◆ Exercise objective ◆
Repeat the passage of the whisky tasting account from "The incredible Amanda, who" up to and including "this one fully.".

◆ Text section ◆
——

A while ago I was fortunate to spend a day at the Highland Park distillery on the island of Orkney. At the end of the day I partook in a seven dram Highland Park whisky tasting that included some absolute crackers.
We scaled the stairs to a room decorated with bottles from years past and present, the Valhalla collection in its entirety, all the ‘special’ vintages including the 50 Year Old and a few design awards for the aforementioned bottles’ packaging.
In front of me was a tasting mat adorned with seven glasses perfectly laid out waiting with as much anticipation as I was experiencing.
I casually explained that I had had Highland Park over the years but not explored the range in detail until now… I think that went down well as it made the Highland Park whisky tasting I was about to embark on so much more immersive.
The incredible Amanda, who had spent the day showing me around, discussing all things whisky and Orkney invited me to sit down and the Highland Park whisky tasting began.
There was something familiar here, the honey and nasal sting was interesting and took me back to when I last tried Highland Park. Curiously there was no peat at all on the nose.
The palate started to bring the peat to life, the tip of my tongue began to sting, this was interesting but at this point I would not say it was the greatest whisky I’ve tried.
When a drop of water was added the liquid began to work a lot harder with more smoke on the nose than without. Definitely needed the water to enjoy this one fully.

——

◆ Supplied records ◆
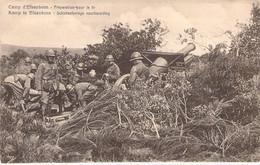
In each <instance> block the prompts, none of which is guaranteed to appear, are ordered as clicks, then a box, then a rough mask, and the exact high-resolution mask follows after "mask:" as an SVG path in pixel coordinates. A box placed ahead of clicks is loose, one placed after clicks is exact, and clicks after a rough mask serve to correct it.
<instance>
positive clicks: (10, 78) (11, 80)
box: [3, 73, 34, 112]
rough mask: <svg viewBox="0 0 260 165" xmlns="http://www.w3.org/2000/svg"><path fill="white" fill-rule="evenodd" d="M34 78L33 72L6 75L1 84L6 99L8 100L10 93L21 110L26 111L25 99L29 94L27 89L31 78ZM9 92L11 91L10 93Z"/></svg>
mask: <svg viewBox="0 0 260 165" xmlns="http://www.w3.org/2000/svg"><path fill="white" fill-rule="evenodd" d="M33 79H34V74H33V73H29V74H28V75H25V74H15V75H11V76H8V77H6V78H5V79H4V82H3V86H4V87H5V88H6V91H7V92H8V94H7V99H8V100H7V101H10V98H11V94H12V95H13V96H14V98H15V99H16V100H17V101H18V103H19V105H20V106H21V108H22V110H23V111H24V112H25V111H26V106H25V101H26V100H27V98H28V96H29V90H30V89H31V80H33ZM10 92H11V93H10Z"/></svg>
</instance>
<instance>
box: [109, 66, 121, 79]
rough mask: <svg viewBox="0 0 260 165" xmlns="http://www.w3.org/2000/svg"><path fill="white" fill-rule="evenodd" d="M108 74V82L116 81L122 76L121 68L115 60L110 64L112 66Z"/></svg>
mask: <svg viewBox="0 0 260 165" xmlns="http://www.w3.org/2000/svg"><path fill="white" fill-rule="evenodd" d="M107 74H108V77H107V80H108V82H110V83H114V82H116V80H117V79H118V78H119V77H120V69H119V67H118V66H117V64H116V63H114V62H113V63H112V65H110V67H109V68H107Z"/></svg>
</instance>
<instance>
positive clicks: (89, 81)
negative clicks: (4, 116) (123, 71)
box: [2, 50, 149, 117]
mask: <svg viewBox="0 0 260 165" xmlns="http://www.w3.org/2000/svg"><path fill="white" fill-rule="evenodd" d="M45 57H46V58H45V60H44V61H42V62H41V63H40V64H39V66H38V67H37V66H36V65H35V64H34V63H32V61H31V59H30V58H29V57H26V58H25V59H24V61H25V63H24V64H23V65H22V66H19V67H18V68H17V69H16V71H17V72H16V73H15V74H13V75H10V76H8V77H6V78H5V79H4V81H3V83H2V84H3V86H4V88H5V89H6V97H5V100H6V101H10V100H11V98H14V100H15V102H16V103H17V105H18V107H19V109H22V110H23V111H24V112H30V111H34V110H39V112H40V113H41V114H42V116H43V117H45V116H48V115H50V113H51V107H52V105H54V104H56V105H58V111H59V112H62V111H63V110H64V105H65V106H67V107H70V108H71V109H72V110H76V109H77V108H78V107H80V106H82V105H84V104H87V103H88V102H89V101H90V100H92V99H93V98H95V97H96V96H97V95H98V94H99V93H100V92H101V91H102V90H104V88H106V86H109V85H110V86H112V85H113V83H115V82H116V81H117V80H118V78H119V77H120V68H119V67H118V65H117V64H116V63H115V60H114V57H113V56H112V55H107V56H106V58H105V62H106V63H107V64H108V67H107V69H106V73H103V76H102V78H101V79H98V78H97V76H96V72H95V70H91V71H90V72H89V73H87V75H86V76H84V72H83V70H84V63H83V62H79V63H78V64H76V67H75V68H70V67H68V68H69V70H70V71H69V72H67V73H59V68H58V65H57V64H56V62H55V57H56V54H55V51H53V50H47V51H46V52H45ZM142 60H143V57H142V56H141V54H140V53H139V52H134V53H133V54H132V55H131V57H130V61H131V62H132V63H133V66H132V68H131V71H130V77H129V84H130V86H131V85H134V83H135V82H136V79H137V78H138V79H141V80H147V79H148V77H149V69H148V67H146V66H145V65H144V64H143V62H142ZM19 71H23V74H20V73H19ZM63 75H64V76H63ZM65 75H66V76H65ZM64 79H66V81H65V80H64ZM62 109H63V110H62Z"/></svg>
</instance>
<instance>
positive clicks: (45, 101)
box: [35, 49, 59, 116]
mask: <svg viewBox="0 0 260 165" xmlns="http://www.w3.org/2000/svg"><path fill="white" fill-rule="evenodd" d="M45 56H46V58H47V61H46V62H42V63H41V64H40V65H39V67H38V69H37V72H36V78H35V83H36V89H37V90H38V91H40V92H41V103H42V115H43V116H45V113H46V112H47V113H48V112H49V110H50V109H49V105H50V103H51V101H53V100H50V99H51V98H52V96H53V94H54V93H55V91H56V96H58V95H59V82H58V79H59V77H58V68H57V65H56V63H55V62H54V59H55V52H54V51H53V50H51V49H50V50H47V51H46V52H45Z"/></svg>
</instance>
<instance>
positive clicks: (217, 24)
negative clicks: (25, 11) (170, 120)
mask: <svg viewBox="0 0 260 165" xmlns="http://www.w3.org/2000/svg"><path fill="white" fill-rule="evenodd" d="M252 3H259V0H218V1H217V0H215V1H213V0H160V1H158V0H138V1H137V0H26V1H25V0H1V15H0V16H1V21H0V33H1V34H0V42H1V43H2V44H14V45H19V46H33V47H61V46H62V45H65V46H66V47H69V48H84V47H86V45H87V44H95V43H101V42H102V36H101V34H102V29H104V28H105V27H110V26H111V25H112V24H114V23H117V22H122V23H127V24H128V25H129V26H130V28H131V29H133V30H139V29H140V28H141V22H142V20H144V19H146V18H156V19H158V20H160V21H161V22H162V24H163V26H165V27H167V28H168V29H169V32H168V33H167V34H166V35H165V37H164V41H165V42H164V45H163V47H161V48H159V49H158V50H159V51H172V52H176V51H178V50H180V49H181V48H183V47H184V45H181V44H180V43H179V42H178V40H177V37H178V35H179V34H181V33H183V31H184V29H187V28H191V27H194V28H196V29H198V33H199V34H200V37H199V38H197V41H198V42H199V43H201V44H202V45H208V44H212V45H213V46H214V45H216V44H217V43H219V42H224V43H227V44H228V43H229V42H230V38H229V37H228V36H227V35H222V34H223V33H224V32H225V31H226V30H231V31H232V32H233V33H234V34H235V33H237V32H238V30H239V29H238V28H236V27H235V25H236V23H237V22H240V23H248V21H249V19H250V11H251V8H252ZM30 4H31V5H35V6H36V5H45V6H49V7H53V6H54V5H57V6H59V5H60V6H84V7H86V6H90V7H91V6H94V7H95V9H88V10H81V11H85V12H86V11H96V12H109V13H110V15H109V16H107V15H103V16H100V15H99V16H87V15H84V16H71V15H63V16H60V15H51V16H48V15H38V16H35V15H34V16H32V15H19V16H17V15H10V14H9V15H8V12H9V11H23V10H21V9H20V10H17V9H10V5H11V6H21V7H23V5H30ZM34 11H35V10H34ZM37 11H41V9H40V10H37ZM44 11H51V12H56V11H61V10H57V9H48V10H44ZM63 11H71V10H63ZM74 11H76V10H74ZM204 52H205V50H204V49H203V47H200V46H199V45H197V49H196V50H195V51H194V53H195V54H201V53H204Z"/></svg>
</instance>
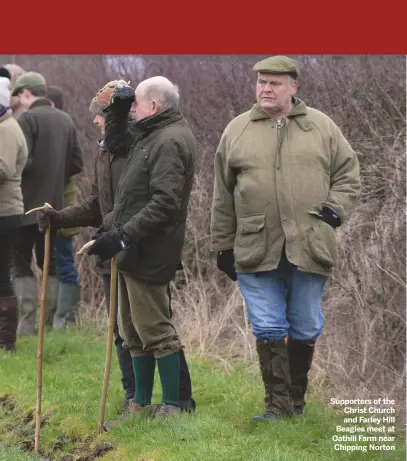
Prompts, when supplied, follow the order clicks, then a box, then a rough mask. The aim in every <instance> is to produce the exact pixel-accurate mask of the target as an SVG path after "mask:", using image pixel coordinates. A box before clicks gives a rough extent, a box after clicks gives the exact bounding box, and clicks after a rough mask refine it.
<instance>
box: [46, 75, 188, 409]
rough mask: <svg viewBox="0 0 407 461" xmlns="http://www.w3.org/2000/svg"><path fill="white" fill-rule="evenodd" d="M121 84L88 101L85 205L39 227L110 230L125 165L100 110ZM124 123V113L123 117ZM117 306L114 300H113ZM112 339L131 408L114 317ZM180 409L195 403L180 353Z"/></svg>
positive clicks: (131, 393)
mask: <svg viewBox="0 0 407 461" xmlns="http://www.w3.org/2000/svg"><path fill="white" fill-rule="evenodd" d="M123 84H125V82H124V81H121V80H115V81H112V82H109V83H107V84H106V85H105V86H104V87H103V88H102V89H101V90H99V91H98V93H97V94H96V96H95V97H94V98H93V99H92V101H91V105H90V108H89V110H90V112H91V113H92V114H93V115H94V117H95V118H94V123H95V124H96V125H97V126H98V127H99V128H100V131H101V135H102V138H101V139H100V140H99V141H98V145H99V153H98V155H97V157H96V161H95V183H94V184H93V187H92V192H91V195H90V197H89V198H88V200H87V201H86V202H83V203H81V204H78V205H76V206H74V207H69V208H65V209H63V210H60V211H59V212H56V211H55V210H44V212H43V213H39V214H38V222H39V225H40V227H42V228H44V229H45V228H46V227H48V225H51V227H53V228H54V229H58V228H69V227H73V226H82V227H85V226H93V227H100V230H99V233H100V232H102V231H109V230H111V229H113V223H114V213H113V204H114V199H115V193H116V189H117V184H118V182H119V179H120V176H121V173H122V170H123V167H124V165H125V163H126V161H127V160H126V156H125V154H124V152H118V153H115V154H112V153H110V152H109V151H108V150H107V148H106V145H105V143H104V136H105V116H104V113H103V110H104V109H105V108H106V107H107V106H108V104H109V101H110V99H111V97H112V95H113V92H114V91H115V89H116V87H117V86H118V85H123ZM126 121H127V122H128V114H127V115H126ZM98 266H99V271H100V272H101V274H102V275H103V286H104V291H105V299H106V304H107V311H108V312H109V309H110V306H109V301H110V262H109V261H104V262H99V264H98ZM116 304H117V301H116ZM114 338H115V346H116V353H117V357H118V361H119V365H120V370H121V375H122V385H123V388H124V391H125V404H126V406H128V405H129V404H130V403H131V405H130V408H132V407H133V399H134V393H135V381H134V373H133V364H132V358H131V355H130V351H129V349H128V348H125V347H123V339H122V337H121V336H120V333H119V328H118V324H117V317H116V322H115V327H114ZM179 385H180V400H181V402H180V406H181V407H182V408H184V409H185V410H194V408H195V402H194V400H193V399H192V390H191V379H190V376H189V370H188V366H187V363H186V360H185V356H184V354H183V352H182V357H181V370H180V383H179Z"/></svg>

——

◆ Final answer ◆
The incredible Amanda, who had spent the day showing me around, discussing all things whisky and Orkney invited me to sit down and the Highland Park whisky tasting began.
There was something familiar here, the honey and nasal sting was interesting and took me back to when I last tried Highland Park. Curiously there was no peat at all on the nose.
The palate started to bring the peat to life, the tip of my tongue began to sting, this was interesting but at this point I would not say it was the greatest whisky I’ve tried.
When a drop of water was added the liquid began to work a lot harder with more smoke on the nose than without. Definitely needed the water to enjoy this one fully.